▶ _STATED TASK 1_: In the stretch of the Overwatch text from "With the possibilities" through "popular hero shooter.", change "hero shooter" to "team shooter" and write that stretch out.
▶ _STATED TASK 2_: Return each line of the listing that contains the string "vanity".

▶ _SELECTED TEXT_:
_ _ _ _ _ _ _
With the possibilities of the Workshop, players have authentically recreated Domination in Overwatch. Here’s how it all works in Blizzard’s popular hero shooter.

Labeled as ‘Conquest,’ this community creation from ‘CactusPuppy’ drops three zones around various King of the Hill maps. Oasis and Lijiang Tower are two on display as opposing teams duke it out for control.

Conquest | Destiny 2’s Iron Banner/Battlefield’s Domination Adapted for Overwatch from Competitiveoverwatch

No different to other objective-based game types, a progress bar is displayed as teams capture various objectives. The more zones your team controls, the faster you’re likely to win. Holding all three even leads to a ‘Power Play’ just like Destiny 2’s Iron Banner.

With just one zone in control, enemy eliminations are worth a single point. This is doubled and then tripled with two and three zones in control respectively. Securing an objective for your team also awards a point in itself.

During a Power Play, zones remain locked for a brief period of time. Giving one team a chance to secure a huge boost. It’s entirely up to you and your team just how you’ll play things out. Holding two flags and locking down enemy spawns is often a popular strategy in competitive Call of Duty, for instance.
_ _ _ _ _ _ _
▶ _TASK INPUT_:
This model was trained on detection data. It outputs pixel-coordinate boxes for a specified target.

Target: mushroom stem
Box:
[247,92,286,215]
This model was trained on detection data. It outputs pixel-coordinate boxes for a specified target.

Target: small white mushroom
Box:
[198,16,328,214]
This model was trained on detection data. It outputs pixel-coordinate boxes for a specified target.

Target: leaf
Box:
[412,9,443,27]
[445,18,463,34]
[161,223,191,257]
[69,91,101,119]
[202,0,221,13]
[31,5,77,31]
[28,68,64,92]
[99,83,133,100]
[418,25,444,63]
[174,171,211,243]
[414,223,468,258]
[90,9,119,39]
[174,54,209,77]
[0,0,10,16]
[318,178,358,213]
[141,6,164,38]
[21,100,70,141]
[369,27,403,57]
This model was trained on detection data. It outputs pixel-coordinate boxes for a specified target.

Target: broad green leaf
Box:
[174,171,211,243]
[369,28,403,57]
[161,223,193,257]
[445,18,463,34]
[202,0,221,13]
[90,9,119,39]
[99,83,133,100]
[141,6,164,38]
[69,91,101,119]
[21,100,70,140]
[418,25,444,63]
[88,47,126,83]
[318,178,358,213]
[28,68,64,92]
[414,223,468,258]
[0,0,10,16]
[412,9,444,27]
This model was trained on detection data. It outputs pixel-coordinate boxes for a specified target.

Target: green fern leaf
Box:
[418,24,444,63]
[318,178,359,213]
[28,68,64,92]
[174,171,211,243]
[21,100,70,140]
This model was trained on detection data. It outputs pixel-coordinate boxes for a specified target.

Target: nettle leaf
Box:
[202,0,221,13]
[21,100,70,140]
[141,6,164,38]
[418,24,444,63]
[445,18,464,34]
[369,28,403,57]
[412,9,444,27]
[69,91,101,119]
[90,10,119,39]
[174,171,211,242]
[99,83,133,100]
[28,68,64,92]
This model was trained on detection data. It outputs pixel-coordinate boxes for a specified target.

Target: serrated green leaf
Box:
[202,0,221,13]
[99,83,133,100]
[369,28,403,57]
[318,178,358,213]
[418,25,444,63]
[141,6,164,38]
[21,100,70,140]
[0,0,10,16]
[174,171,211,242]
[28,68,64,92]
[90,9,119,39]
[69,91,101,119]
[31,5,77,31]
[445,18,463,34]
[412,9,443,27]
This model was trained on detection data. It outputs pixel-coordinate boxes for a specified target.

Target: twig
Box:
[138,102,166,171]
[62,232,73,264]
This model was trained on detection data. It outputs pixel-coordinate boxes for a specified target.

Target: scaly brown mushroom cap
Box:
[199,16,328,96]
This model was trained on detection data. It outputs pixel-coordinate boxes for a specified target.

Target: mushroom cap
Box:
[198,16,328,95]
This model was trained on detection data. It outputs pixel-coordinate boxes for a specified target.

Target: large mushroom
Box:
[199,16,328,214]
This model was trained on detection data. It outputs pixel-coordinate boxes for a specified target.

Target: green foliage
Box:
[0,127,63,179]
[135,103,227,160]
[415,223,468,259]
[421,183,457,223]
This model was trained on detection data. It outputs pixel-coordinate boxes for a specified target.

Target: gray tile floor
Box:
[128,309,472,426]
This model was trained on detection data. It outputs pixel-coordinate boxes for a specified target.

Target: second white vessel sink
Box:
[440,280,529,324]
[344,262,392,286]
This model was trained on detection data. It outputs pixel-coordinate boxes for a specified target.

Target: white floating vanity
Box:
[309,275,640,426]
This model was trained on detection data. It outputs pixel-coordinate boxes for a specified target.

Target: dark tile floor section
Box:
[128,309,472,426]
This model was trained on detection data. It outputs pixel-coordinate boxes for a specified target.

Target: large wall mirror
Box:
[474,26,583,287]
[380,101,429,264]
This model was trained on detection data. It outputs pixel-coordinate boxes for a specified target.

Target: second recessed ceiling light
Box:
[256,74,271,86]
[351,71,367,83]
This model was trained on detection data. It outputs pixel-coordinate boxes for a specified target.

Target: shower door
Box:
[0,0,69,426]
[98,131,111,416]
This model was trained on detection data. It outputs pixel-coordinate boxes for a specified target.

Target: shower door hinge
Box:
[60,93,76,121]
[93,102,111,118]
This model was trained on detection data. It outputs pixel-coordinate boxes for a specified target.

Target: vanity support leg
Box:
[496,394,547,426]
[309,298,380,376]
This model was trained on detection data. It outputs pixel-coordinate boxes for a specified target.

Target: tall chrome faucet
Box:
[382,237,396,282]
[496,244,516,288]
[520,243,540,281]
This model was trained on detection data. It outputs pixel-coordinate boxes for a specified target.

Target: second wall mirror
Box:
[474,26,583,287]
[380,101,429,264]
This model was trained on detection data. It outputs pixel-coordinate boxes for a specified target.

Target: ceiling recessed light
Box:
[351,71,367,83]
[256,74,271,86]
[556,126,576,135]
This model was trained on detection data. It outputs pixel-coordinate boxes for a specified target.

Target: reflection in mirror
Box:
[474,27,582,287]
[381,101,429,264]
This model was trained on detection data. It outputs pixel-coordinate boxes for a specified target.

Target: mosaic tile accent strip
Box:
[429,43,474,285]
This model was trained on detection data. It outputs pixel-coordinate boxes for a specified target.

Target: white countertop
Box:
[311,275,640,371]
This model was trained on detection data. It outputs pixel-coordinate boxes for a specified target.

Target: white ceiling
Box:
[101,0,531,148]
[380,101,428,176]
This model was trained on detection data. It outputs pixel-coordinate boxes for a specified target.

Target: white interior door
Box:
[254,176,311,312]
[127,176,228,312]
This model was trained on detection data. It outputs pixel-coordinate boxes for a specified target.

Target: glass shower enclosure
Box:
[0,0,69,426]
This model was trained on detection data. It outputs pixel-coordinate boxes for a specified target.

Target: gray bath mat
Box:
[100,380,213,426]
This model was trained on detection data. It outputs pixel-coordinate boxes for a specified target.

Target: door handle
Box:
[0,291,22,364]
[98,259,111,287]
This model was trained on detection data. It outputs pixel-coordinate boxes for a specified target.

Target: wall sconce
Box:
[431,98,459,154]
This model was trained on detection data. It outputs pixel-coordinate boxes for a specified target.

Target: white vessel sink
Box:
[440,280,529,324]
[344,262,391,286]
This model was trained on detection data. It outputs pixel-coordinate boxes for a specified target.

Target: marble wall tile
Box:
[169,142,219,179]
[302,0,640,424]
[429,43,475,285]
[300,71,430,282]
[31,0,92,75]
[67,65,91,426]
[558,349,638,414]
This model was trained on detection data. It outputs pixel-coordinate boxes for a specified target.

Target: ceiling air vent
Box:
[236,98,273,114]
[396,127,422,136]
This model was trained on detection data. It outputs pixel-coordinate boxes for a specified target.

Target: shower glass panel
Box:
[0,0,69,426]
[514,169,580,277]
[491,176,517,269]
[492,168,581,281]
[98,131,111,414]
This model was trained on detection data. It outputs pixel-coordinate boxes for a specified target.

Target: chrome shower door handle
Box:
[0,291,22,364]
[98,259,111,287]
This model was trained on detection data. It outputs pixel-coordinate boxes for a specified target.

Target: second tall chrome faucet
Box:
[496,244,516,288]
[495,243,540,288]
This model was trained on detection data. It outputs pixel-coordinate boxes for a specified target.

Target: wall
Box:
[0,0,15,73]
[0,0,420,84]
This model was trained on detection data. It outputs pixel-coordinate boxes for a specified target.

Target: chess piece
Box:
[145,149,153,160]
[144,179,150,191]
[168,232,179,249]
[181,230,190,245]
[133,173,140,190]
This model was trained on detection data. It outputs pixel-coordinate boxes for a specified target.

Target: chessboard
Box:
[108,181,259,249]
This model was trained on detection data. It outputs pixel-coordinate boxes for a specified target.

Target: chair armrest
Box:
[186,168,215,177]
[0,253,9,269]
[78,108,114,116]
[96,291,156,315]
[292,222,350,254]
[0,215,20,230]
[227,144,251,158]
_ _ _ _ _ _ _
▶ _WORKED ANSWER 1_:
With the possibilities of the Workshop, players have authentically recreated Domination in Overwatch. Here’s how it all works in Blizzard’s popular team shooter.

▶ _WORKED ANSWER 2_:
Target: white floating vanity
Target: vanity support leg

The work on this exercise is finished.